## COSA FARAI
1. Elenca tutti i nomi di luoghi geografici che compaiono nel testo sul caso Gambirasio.
2. Riporta senza modifiche il passaggio del testo sul caso Gambirasio che inizia con "Questa osservazione costituisce" e termina con "figlio è l’assassino.".
3. Riassumi in due frasi il testo sul caso Gambirasio.

Yara Gambirasio. La madre del killer sa il nome. Ferdinando Camon: “Lo dirà?”

Yara Gambirasio. La madre del killer sa il nome. Ferdinando Camon: "Lo dirà?"
Yara Gambirasio

ROMA – L’assassino di Yara Gambirasio: una persona conosce la sua identità, è la madre del killer, identificato dall’esame del DNA, la donna che è stata l’amante segreta dell’autista del giallo.

Questa osservazione costituisce lo spunto di un articolo che Ferdinando Camon ha scritto per la Stampa di Torino:

C’è una persona che sa tutto. È la madre. La donna che ha fatto un figlio insieme con quell’autista di pullman, a quest’ora sa bene (ovunque viva, anche in Cambogia) che suo figlio è l’assassino.

## MATERIALE FORNITO
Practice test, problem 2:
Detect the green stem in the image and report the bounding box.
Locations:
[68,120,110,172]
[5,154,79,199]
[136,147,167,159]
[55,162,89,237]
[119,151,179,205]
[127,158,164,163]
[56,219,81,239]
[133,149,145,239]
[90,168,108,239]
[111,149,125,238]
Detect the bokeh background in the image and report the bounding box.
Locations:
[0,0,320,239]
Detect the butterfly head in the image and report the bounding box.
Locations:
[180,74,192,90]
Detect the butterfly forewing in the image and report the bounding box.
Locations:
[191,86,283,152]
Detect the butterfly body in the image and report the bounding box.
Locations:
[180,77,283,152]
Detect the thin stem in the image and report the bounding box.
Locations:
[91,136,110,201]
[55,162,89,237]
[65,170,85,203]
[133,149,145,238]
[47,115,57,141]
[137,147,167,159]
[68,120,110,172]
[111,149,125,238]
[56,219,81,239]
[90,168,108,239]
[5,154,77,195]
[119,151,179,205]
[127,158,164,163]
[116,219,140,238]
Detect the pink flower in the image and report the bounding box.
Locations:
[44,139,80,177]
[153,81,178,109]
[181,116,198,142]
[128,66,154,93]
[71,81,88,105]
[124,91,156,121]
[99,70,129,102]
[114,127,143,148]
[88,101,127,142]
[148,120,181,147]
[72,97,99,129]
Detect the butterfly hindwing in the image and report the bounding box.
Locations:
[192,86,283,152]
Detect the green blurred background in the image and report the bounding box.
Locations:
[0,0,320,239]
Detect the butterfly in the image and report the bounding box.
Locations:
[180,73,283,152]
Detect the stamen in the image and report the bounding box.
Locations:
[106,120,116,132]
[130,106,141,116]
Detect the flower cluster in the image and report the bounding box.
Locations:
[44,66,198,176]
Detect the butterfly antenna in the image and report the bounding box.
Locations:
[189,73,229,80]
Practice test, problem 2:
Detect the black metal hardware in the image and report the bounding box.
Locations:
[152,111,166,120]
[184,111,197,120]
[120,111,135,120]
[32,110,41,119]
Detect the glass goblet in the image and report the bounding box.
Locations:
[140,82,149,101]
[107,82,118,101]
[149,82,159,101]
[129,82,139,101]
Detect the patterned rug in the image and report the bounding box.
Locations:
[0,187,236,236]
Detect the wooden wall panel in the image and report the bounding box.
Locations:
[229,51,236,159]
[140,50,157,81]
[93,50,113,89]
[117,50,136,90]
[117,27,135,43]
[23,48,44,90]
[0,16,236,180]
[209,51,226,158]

## SOLUZIONI NUMERATE
1. Roma, Torino, Cambogia

2.
Questa osservazione costituisce lo spunto di un articolo che Ferdinando Camon ha scritto per la Stampa di Torino:

C’è una persona che sa tutto. È la madre. La donna che ha fatto un figlio insieme con quell’autista di pullman, a quest’ora sa bene (ovunque viva, anche in Cambogia) che suo figlio è l’assassino.

3. L'identità dell'assassino di Yara Gambirasio, individuato tramite l'esame del DNA, è nota a una persona: sua madre, che fu l'amante segreta dell'autista di pullman. Da questa osservazione nasce un articolo di Ferdinando Camon per la Stampa di Torino, secondo cui la donna, ovunque viva, sa bene che suo figlio è l'assassino.